Written request:
Turn the listing below into a Markdown table with the columns n and Line, giving each line its own numbered row. Skip blank lines and leave the pictures out.

Excerpted records:
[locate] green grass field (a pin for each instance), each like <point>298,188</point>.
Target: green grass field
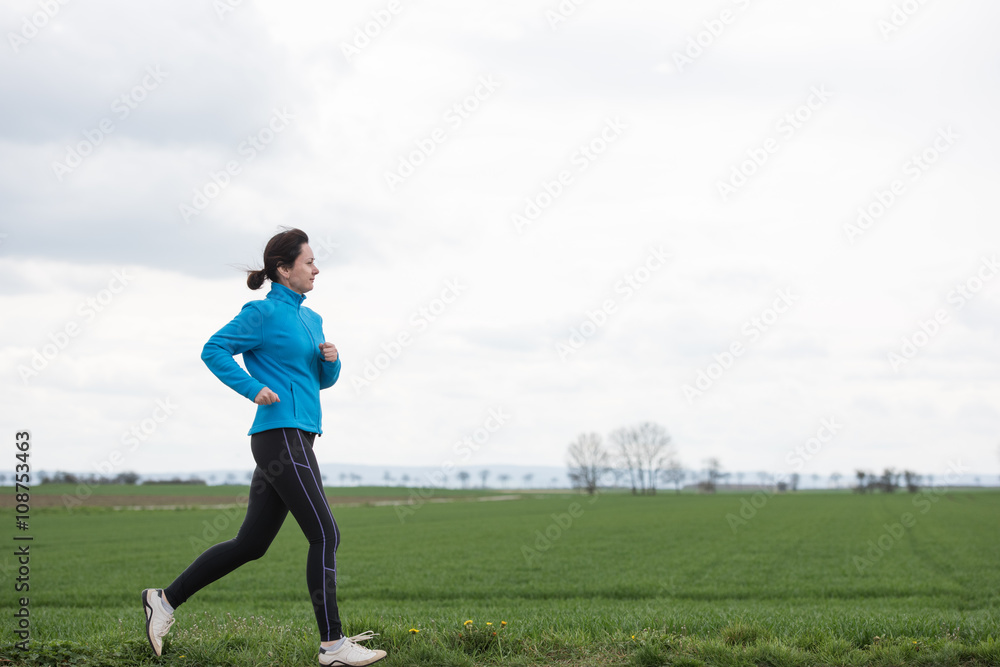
<point>804,579</point>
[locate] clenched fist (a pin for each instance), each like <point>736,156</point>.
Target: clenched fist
<point>329,351</point>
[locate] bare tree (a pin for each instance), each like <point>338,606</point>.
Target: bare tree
<point>655,452</point>
<point>626,450</point>
<point>588,462</point>
<point>713,473</point>
<point>862,487</point>
<point>674,474</point>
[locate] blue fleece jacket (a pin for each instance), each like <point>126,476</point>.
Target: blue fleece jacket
<point>279,339</point>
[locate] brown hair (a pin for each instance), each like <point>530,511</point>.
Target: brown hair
<point>282,250</point>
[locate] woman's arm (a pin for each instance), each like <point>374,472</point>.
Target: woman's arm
<point>329,367</point>
<point>242,334</point>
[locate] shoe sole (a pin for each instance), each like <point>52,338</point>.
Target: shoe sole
<point>338,663</point>
<point>148,610</point>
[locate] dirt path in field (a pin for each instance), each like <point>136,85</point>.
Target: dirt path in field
<point>7,501</point>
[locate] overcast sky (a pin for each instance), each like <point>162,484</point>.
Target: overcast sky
<point>575,216</point>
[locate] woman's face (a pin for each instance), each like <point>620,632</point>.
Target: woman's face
<point>301,275</point>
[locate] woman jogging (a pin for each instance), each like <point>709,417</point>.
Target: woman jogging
<point>289,361</point>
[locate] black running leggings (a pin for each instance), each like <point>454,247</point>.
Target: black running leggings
<point>286,479</point>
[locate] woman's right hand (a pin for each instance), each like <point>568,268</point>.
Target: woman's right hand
<point>265,397</point>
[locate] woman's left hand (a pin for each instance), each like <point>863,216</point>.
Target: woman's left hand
<point>329,351</point>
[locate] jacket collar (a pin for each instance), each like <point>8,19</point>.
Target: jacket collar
<point>281,293</point>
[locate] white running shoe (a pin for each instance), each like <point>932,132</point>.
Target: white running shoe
<point>158,619</point>
<point>351,654</point>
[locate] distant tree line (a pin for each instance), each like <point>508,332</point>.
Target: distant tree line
<point>641,457</point>
<point>124,478</point>
<point>887,482</point>
<point>60,477</point>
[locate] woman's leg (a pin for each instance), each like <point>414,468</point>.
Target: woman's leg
<point>301,489</point>
<point>265,513</point>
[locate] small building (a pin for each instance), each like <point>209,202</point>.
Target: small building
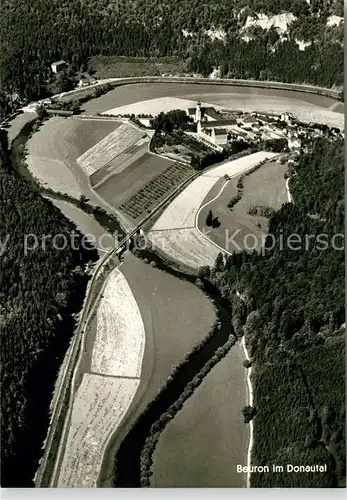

Final result:
| n | Line |
|---|---|
| 1 | [locate] green grass field (a pin for each instance), each like <point>298,188</point>. |
| 2 | Target: green grass field |
| 3 | <point>804,579</point> |
| 4 | [locate] clenched fist (a pin for each instance), each like <point>736,156</point>. |
| 5 | Target: clenched fist |
| 6 | <point>329,351</point> |
| 7 | [locate] bare tree (a pin for each instance), each like <point>338,606</point>. |
| 8 | Target: bare tree |
| 9 | <point>655,452</point> |
| 10 | <point>626,450</point> |
| 11 | <point>588,462</point> |
| 12 | <point>713,473</point> |
| 13 | <point>862,487</point> |
| 14 | <point>674,474</point> |
| 15 | [locate] blue fleece jacket (a pin for each instance), each like <point>126,476</point>. |
| 16 | Target: blue fleece jacket |
| 17 | <point>279,339</point> |
| 18 | [locate] brown hair (a pin for each instance), each like <point>530,511</point>. |
| 19 | Target: brown hair |
| 20 | <point>282,250</point> |
| 21 | [locate] woman's arm (a pin for each instance), each like <point>374,472</point>. |
| 22 | Target: woman's arm |
| 23 | <point>329,367</point> |
| 24 | <point>242,334</point> |
| 25 | [locate] shoe sole (a pin for each instance), each like <point>52,338</point>. |
| 26 | Target: shoe sole |
| 27 | <point>338,663</point> |
| 28 | <point>148,610</point> |
| 29 | [locate] dirt path in field (a pin for each instance), each like <point>136,85</point>. |
| 30 | Target: dirt path in field |
| 31 | <point>7,501</point> |
| 32 | [locate] overcast sky (a pin for each instance), each like <point>162,484</point>. |
| 33 | Target: overcast sky |
| 34 | <point>575,216</point> |
| 35 | [locate] woman's face (a pin for each instance), each like <point>620,632</point>. |
| 36 | Target: woman's face |
| 37 | <point>301,275</point> |
| 38 | [locate] woman jogging (a pin for each instance), each like <point>709,417</point>. |
| 39 | Target: woman jogging |
| 40 | <point>289,361</point> |
| 41 | [locate] black running leggings (a pin for each instance), each like <point>454,247</point>. |
| 42 | Target: black running leggings |
| 43 | <point>286,479</point> |
| 44 | [locate] woman's right hand (a pin for each instance), each like <point>568,268</point>. |
| 45 | Target: woman's right hand |
| 46 | <point>265,397</point> |
| 47 | [locate] woman's left hand (a pin for each instance), each like <point>863,216</point>. |
| 48 | Target: woman's left hand |
| 49 | <point>329,351</point> |
| 50 | [locate] jacket collar (a pin for each instance), each like <point>8,19</point>. |
| 51 | Target: jacket collar |
| 52 | <point>281,293</point> |
| 53 | [locate] white running shoe (a pin for each instance), each like <point>932,132</point>. |
| 54 | Target: white running shoe |
| 55 | <point>158,619</point> |
| 56 | <point>351,654</point> |
| 57 | [locate] distant tree line (a pin for each instance), each like <point>508,332</point>. |
| 58 | Target: distant tree line |
| 59 | <point>641,457</point> |
| 60 | <point>124,478</point> |
| 61 | <point>887,482</point> |
| 62 | <point>60,477</point> |
| 63 | [locate] woman's leg (a pin for each instance), each like <point>414,468</point>. |
| 64 | Target: woman's leg |
| 65 | <point>301,489</point> |
| 66 | <point>265,513</point> |
| 67 | [locate] small building (a pin for each instance), each like <point>209,202</point>. |
| 68 | Target: small building |